What the task requires
Every entry below should be printed exactly, without its images.

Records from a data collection
*-*-*
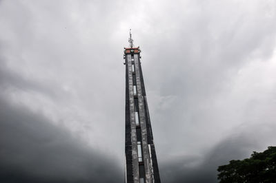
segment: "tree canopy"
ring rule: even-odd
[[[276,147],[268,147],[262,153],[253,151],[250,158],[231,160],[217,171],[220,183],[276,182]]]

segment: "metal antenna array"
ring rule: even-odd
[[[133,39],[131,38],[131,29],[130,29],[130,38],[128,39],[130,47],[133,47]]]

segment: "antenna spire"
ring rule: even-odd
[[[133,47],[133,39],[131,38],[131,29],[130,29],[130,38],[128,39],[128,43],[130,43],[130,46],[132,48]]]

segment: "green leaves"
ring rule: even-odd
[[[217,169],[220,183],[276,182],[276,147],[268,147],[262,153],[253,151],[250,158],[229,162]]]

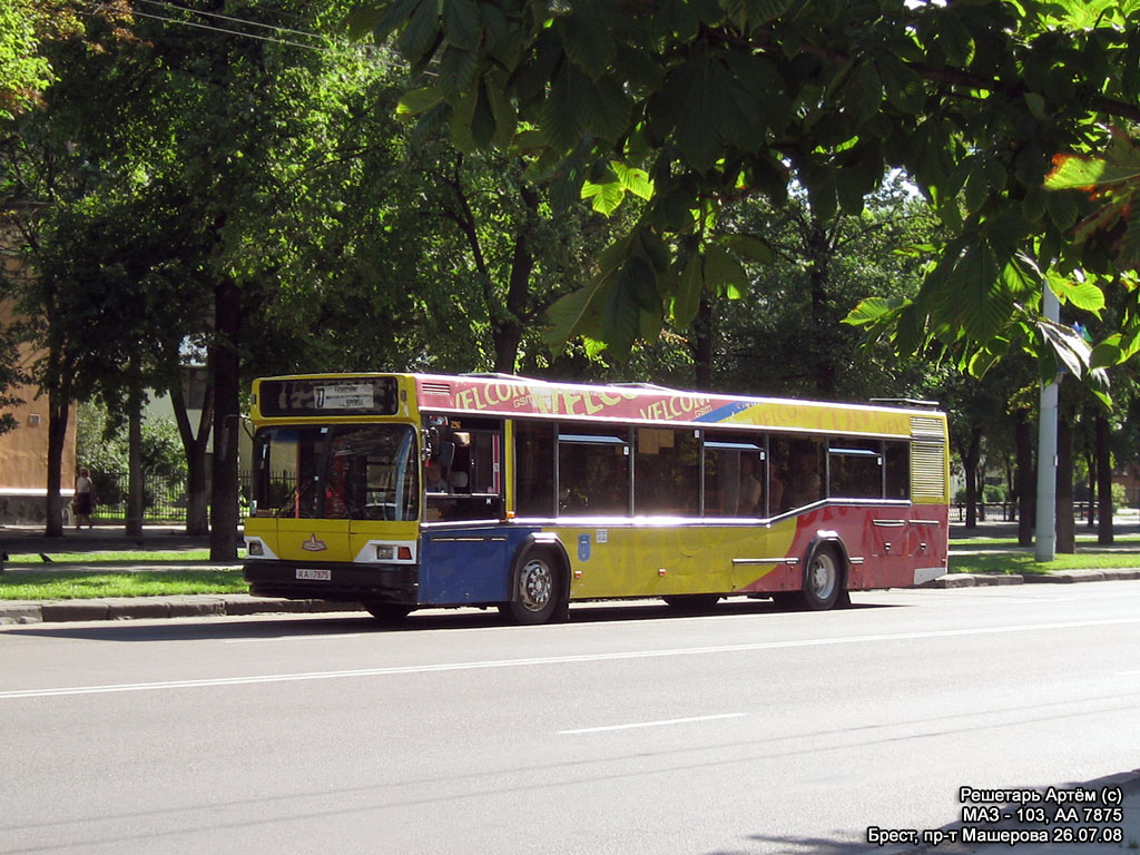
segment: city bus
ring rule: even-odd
*-*-*
Result of this exercise
segment: "tree canopy"
ring rule: even-odd
[[[276,147],[268,147],[262,153],[253,151],[250,158],[231,160],[217,171],[220,183],[276,182]]]

segment: "metal antenna array"
ring rule: even-odd
[[[133,39],[131,38],[131,29],[130,29],[130,38],[128,39],[130,47],[133,47]]]

segment: "antenna spire"
ring rule: even-odd
[[[133,47],[133,39],[131,38],[131,29],[130,29],[130,38],[128,39],[128,43],[130,43],[130,46],[132,48]]]

segment: "green leaves"
ring rule: even-odd
[[[217,169],[220,183],[276,182],[276,147],[268,147],[262,153],[253,151],[250,158],[229,162]]]

segment: city bus
ring rule: even-odd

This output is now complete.